*DEINE AUFGABEN*
**A)** Was ist laut dem Text zum Lesen der sicherste Verfassungsschutz?
**B)** Schreib aus dem Text zum Lesen alles von „5. Schließlich geht“ bis hinunter zu „fremder, immer gleichgültiger.“ noch einmal ab. Tausche dabei „fremder“ gegen „ferner“ aus.

*TEXT ZUM LESEN*
####################

5. Schließlich geht es nicht um irgendeine „Demokratie“. Es geht um die Bundesrepublik Deutschland und darum, wie sie von den Bürgerinnen und Bürgern wahrgenommen wird. Immer fremder, immer gleichgültiger.

Das aber ist ein Einfallstor für Rechtsextremisten. Und sie nutzen es weidlich. Sie merken ich fahre dort fort, wo ich gestern in der Debatte um Rechtsextremismus aufgehört habe. Ich werde dies immer wieder tun.

6. Der sicherste Verfassungsschutz ist noch immer eine couragierte Zivilgesellschaft. Das ist eine Binsenweisheit für alle, die das Grundgesetz und die Würde des Menschen ernst nehmen.

Wenn sich aber immer mehr von der Demokratie abwenden, dann ist das Grundgesetz in Gefahr. Schlimmer noch: Der Sozial- und Bürgerrechts-Staat steht auf dem Spiel. Darum geht es und um Nichts weniger.

####################

*GEGEBENES MATERIAL*
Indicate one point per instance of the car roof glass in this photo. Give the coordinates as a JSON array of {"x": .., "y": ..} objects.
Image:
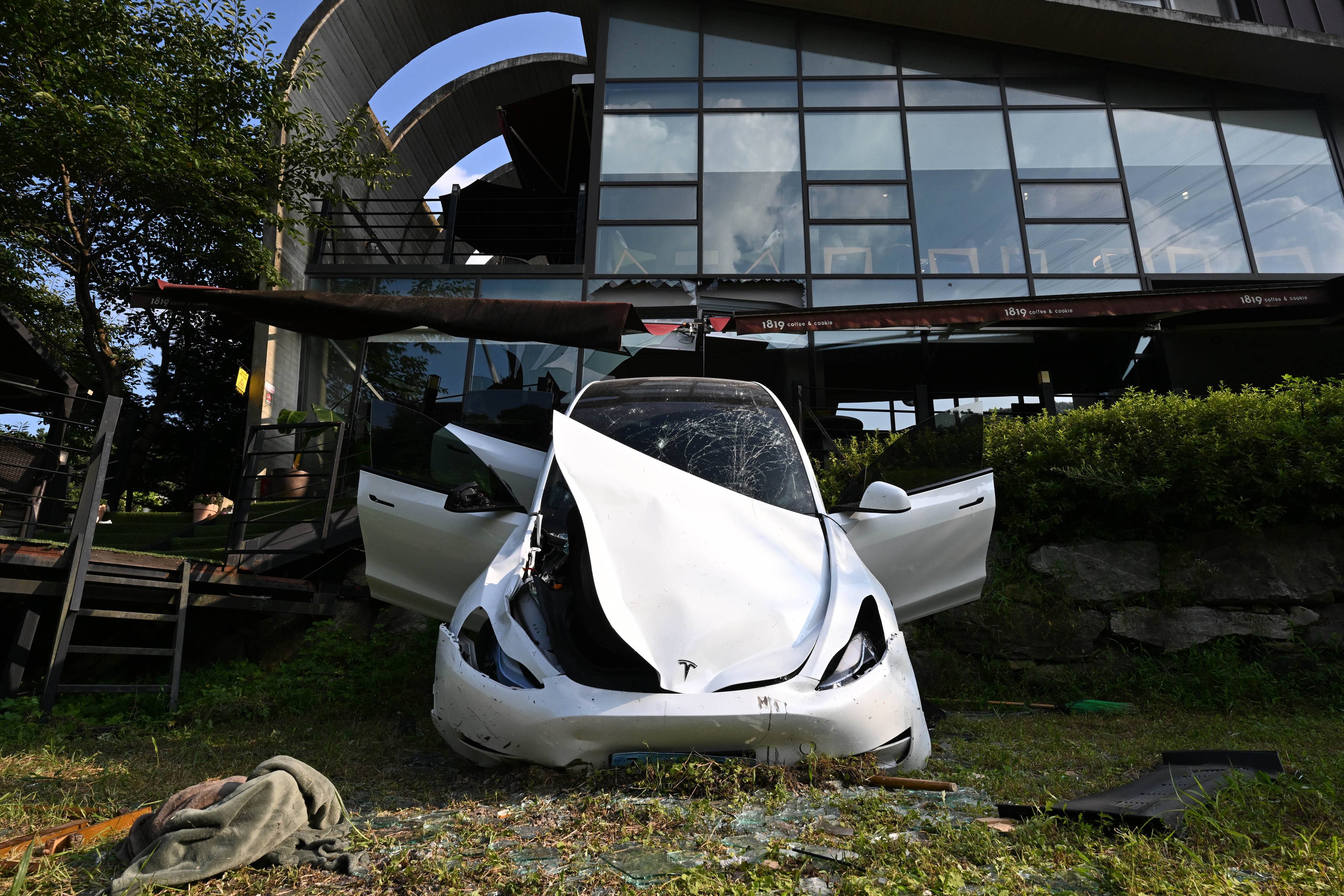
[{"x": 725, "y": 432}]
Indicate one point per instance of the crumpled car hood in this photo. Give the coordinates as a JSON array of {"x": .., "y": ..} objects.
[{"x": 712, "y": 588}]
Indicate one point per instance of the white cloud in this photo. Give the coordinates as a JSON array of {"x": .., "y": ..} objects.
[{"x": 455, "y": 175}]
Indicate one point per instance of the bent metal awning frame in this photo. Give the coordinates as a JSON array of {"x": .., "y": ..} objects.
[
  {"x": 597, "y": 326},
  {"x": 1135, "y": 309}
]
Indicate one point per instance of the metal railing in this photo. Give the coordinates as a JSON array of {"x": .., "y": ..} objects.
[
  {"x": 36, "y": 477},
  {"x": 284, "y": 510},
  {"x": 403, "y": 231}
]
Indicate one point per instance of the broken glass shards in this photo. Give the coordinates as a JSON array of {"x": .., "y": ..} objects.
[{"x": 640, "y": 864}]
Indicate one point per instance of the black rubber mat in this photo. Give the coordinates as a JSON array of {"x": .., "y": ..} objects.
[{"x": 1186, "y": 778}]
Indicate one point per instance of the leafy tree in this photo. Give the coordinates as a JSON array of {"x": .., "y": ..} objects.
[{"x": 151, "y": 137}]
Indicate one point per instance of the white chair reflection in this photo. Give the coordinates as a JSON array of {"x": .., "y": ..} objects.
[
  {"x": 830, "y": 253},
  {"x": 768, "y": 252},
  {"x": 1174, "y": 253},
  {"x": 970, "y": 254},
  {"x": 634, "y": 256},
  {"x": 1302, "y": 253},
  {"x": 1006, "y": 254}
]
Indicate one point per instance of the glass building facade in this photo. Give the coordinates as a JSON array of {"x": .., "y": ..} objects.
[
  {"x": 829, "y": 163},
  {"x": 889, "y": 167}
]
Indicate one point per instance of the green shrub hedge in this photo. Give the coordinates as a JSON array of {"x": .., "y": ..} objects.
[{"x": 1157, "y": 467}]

####################

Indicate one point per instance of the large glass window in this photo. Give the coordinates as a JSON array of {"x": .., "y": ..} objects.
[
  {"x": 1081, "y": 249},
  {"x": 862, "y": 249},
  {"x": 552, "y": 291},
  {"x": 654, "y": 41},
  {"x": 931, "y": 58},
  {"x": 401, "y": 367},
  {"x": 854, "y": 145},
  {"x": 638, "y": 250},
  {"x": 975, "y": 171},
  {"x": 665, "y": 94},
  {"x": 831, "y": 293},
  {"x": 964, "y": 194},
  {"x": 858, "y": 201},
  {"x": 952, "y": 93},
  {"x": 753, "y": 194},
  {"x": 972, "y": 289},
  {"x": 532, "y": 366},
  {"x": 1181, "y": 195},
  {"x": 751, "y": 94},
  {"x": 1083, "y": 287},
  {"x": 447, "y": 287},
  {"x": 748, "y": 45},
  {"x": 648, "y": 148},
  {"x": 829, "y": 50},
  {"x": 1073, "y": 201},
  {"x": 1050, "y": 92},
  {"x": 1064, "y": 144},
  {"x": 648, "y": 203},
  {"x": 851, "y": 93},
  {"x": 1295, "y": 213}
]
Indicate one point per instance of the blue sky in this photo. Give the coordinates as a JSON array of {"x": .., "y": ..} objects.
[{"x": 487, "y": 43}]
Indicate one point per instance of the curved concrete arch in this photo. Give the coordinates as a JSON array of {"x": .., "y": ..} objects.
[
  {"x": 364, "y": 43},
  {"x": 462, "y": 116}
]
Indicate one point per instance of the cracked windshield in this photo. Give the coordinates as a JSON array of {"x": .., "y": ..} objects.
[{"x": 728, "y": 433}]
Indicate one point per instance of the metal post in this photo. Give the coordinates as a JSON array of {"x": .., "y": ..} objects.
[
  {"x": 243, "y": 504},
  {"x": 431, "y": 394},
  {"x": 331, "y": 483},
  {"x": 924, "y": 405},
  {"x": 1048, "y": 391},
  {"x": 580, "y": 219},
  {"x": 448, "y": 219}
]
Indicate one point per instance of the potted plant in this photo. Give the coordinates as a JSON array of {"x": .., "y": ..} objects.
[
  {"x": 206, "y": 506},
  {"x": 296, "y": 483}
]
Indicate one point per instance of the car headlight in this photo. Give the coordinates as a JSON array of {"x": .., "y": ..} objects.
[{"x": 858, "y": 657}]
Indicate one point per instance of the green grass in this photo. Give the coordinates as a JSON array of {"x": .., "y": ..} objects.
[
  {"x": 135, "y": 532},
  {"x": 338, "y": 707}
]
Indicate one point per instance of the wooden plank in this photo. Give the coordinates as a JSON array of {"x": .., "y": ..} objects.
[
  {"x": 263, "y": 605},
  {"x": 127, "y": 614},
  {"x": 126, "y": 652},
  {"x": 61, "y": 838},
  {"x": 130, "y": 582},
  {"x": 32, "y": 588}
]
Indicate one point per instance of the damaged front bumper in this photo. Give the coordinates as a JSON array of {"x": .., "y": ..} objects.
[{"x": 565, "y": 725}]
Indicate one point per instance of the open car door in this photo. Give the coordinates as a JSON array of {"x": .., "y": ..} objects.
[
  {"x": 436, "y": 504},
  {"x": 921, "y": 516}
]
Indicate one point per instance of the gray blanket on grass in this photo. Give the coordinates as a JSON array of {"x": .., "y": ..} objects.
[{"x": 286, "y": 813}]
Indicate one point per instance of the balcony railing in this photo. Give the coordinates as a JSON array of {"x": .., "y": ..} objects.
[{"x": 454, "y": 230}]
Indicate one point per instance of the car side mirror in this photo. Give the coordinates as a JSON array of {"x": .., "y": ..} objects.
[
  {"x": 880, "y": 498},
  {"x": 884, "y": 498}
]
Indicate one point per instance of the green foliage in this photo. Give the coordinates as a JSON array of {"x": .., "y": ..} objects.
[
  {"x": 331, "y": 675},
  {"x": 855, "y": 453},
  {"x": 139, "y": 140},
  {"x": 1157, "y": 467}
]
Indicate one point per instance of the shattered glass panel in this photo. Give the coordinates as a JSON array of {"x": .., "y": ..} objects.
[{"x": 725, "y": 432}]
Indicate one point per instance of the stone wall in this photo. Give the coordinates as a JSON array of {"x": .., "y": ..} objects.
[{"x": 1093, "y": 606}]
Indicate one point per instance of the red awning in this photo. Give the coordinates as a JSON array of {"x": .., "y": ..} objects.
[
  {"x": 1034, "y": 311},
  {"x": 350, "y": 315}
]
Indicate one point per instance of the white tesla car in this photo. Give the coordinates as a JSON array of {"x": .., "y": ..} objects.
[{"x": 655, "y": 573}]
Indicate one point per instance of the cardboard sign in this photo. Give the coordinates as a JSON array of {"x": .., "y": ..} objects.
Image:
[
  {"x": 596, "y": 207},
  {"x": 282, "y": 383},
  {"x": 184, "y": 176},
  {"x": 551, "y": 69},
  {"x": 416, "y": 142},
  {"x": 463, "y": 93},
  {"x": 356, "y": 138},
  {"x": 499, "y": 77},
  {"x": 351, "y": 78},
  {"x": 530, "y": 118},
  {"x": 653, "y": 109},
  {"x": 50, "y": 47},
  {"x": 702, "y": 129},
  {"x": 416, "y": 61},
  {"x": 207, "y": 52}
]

####################

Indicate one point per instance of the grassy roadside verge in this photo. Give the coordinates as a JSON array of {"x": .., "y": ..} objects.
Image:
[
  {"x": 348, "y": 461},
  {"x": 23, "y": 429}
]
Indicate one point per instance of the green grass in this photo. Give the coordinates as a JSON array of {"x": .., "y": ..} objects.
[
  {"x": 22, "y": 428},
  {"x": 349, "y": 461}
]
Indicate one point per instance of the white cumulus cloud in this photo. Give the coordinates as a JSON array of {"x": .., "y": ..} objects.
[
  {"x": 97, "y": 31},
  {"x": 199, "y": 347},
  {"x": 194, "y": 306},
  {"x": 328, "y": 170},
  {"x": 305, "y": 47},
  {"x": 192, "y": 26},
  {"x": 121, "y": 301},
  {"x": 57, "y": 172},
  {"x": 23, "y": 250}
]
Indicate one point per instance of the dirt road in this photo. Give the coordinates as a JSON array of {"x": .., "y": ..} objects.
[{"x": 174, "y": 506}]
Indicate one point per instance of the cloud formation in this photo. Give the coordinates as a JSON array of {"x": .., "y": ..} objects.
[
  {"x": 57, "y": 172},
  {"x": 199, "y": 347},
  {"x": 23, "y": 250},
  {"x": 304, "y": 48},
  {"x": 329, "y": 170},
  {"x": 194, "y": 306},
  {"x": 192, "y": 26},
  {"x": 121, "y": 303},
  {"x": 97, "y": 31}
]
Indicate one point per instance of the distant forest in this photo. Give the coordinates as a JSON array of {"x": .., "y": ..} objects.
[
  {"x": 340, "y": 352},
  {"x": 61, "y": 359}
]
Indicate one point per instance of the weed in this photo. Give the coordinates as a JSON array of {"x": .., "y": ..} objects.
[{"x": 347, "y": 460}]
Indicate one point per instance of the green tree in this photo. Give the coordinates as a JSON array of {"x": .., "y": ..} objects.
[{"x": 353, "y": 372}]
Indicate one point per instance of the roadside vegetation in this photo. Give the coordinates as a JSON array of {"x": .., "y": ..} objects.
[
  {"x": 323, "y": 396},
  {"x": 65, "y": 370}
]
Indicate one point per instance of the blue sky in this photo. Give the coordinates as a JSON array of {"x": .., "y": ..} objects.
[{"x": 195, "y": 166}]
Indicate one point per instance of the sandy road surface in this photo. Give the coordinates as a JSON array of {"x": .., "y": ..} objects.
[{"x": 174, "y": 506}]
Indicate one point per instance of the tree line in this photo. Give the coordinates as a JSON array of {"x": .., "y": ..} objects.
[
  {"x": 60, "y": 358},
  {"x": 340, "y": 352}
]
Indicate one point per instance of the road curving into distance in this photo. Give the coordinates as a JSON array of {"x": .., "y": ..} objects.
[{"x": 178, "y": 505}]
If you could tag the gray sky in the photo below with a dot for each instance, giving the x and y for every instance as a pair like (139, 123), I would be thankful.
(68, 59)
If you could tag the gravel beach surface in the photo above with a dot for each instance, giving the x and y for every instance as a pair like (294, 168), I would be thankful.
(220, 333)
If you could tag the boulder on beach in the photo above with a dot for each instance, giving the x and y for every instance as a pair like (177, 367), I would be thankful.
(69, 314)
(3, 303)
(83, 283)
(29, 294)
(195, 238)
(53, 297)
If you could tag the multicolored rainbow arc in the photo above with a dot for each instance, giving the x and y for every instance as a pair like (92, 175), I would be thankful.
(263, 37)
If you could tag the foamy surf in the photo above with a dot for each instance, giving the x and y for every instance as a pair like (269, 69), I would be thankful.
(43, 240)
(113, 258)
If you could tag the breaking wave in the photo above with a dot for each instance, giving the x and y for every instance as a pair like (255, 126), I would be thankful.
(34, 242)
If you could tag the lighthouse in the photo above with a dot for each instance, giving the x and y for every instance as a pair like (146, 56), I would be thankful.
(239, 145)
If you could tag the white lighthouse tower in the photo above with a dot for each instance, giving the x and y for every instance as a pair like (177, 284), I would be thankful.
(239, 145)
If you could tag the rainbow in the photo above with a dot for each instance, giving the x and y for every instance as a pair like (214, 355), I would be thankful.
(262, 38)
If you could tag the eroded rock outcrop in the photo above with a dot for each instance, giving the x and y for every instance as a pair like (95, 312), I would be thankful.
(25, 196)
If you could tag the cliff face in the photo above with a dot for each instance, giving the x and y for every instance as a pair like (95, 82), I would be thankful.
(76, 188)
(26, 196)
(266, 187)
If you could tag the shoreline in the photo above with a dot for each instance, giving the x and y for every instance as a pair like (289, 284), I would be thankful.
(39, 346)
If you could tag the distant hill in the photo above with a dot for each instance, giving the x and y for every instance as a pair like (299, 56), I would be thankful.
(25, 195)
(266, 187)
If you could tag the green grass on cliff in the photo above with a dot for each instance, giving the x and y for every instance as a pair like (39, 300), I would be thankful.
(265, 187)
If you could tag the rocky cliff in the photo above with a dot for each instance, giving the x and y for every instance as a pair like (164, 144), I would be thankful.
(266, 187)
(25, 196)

####################

*LÖSUNGEN*
**A)** Eine couragierte Zivilgesellschaft.

**B)**
5. Schließlich geht es nicht um irgendeine „Demokratie“. Es geht um die Bundesrepublik Deutschland und darum, wie sie von den Bürgerinnen und Bürgern wahrgenommen wird. Immer ferner, immer gleichgültiger.